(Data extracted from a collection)
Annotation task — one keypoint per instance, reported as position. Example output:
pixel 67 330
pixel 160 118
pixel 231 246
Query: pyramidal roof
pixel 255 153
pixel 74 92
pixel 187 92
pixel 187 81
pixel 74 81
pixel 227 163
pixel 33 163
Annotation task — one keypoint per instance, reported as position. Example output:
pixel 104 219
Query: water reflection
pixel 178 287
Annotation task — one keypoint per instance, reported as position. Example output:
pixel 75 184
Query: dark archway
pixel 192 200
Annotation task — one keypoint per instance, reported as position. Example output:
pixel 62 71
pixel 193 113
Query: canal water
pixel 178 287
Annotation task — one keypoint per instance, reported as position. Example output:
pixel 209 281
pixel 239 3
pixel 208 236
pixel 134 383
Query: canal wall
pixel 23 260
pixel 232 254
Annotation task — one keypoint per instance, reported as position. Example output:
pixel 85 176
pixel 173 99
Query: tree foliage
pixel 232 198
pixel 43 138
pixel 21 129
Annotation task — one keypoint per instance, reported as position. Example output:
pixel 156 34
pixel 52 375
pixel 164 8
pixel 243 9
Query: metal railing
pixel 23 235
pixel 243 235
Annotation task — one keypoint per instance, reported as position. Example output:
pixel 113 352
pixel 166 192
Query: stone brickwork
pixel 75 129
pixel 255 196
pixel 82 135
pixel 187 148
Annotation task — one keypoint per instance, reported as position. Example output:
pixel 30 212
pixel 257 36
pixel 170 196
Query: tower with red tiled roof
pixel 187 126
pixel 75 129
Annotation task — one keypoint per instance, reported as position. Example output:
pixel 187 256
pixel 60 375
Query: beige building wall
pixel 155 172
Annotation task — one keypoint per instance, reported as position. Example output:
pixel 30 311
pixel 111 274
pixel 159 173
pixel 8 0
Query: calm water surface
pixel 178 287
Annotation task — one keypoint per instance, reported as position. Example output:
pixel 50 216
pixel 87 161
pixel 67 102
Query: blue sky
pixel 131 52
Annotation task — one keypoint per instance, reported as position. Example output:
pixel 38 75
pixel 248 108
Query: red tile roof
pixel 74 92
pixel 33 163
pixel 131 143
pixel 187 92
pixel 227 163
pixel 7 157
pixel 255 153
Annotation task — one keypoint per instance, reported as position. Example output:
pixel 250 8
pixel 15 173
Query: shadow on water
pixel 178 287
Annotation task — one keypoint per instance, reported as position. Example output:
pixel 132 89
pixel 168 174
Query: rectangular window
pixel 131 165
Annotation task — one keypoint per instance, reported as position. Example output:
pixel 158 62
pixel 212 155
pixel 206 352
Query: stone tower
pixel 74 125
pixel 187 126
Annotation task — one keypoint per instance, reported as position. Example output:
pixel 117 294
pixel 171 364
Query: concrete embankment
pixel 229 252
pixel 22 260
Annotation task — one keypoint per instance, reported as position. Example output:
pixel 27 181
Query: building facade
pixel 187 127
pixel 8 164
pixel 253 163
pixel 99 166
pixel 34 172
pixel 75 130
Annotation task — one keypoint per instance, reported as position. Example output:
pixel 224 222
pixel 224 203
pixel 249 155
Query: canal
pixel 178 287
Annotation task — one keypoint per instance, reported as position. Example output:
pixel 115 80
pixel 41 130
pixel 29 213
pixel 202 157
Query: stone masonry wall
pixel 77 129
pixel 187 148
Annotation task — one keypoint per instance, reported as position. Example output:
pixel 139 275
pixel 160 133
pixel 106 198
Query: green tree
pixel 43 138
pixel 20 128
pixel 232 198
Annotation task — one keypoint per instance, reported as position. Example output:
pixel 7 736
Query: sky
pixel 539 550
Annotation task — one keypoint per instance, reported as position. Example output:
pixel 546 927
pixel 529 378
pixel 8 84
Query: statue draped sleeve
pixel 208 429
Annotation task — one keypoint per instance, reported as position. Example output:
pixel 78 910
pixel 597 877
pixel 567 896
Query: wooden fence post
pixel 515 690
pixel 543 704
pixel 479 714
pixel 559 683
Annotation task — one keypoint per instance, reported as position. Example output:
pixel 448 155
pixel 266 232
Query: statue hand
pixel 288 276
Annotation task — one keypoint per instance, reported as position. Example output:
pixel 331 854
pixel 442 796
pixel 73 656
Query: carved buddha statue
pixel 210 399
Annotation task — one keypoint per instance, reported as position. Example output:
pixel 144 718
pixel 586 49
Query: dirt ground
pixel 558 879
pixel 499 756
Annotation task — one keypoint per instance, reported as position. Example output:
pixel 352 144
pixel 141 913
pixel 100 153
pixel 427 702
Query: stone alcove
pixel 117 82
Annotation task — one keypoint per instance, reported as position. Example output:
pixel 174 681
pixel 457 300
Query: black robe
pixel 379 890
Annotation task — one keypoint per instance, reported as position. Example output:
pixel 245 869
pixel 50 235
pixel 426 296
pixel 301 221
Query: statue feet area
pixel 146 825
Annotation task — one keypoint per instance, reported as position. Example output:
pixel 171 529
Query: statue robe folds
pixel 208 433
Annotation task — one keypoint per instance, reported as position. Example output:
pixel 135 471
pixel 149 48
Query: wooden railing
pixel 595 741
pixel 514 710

• Assignment:
Above are the entries. Copy exactly the part that opens with the line containing "pixel 170 196" and closes with the line containing "pixel 250 8", and no more.

• Answer box:
pixel 170 196
Query: tower with red tiled roof
pixel 187 126
pixel 75 129
Annotation task — one keypoint per instance, reported as position. Example output:
pixel 187 256
pixel 60 375
Query: beige building wall
pixel 155 172
Annotation task — one keypoint per instance, reported as position. Example output:
pixel 30 311
pixel 111 274
pixel 159 173
pixel 8 0
Query: calm water surface
pixel 178 287
Annotation task — one keypoint per instance, reported as position. Example output:
pixel 50 216
pixel 87 161
pixel 67 102
Query: blue sky
pixel 131 52
Annotation task — one keypoint per instance, reported as position. Example output:
pixel 38 75
pixel 248 108
Query: red tile roof
pixel 74 92
pixel 33 163
pixel 131 143
pixel 187 92
pixel 227 163
pixel 7 157
pixel 255 153
Annotation task — one keypoint per instance, reported as position. Example output:
pixel 250 8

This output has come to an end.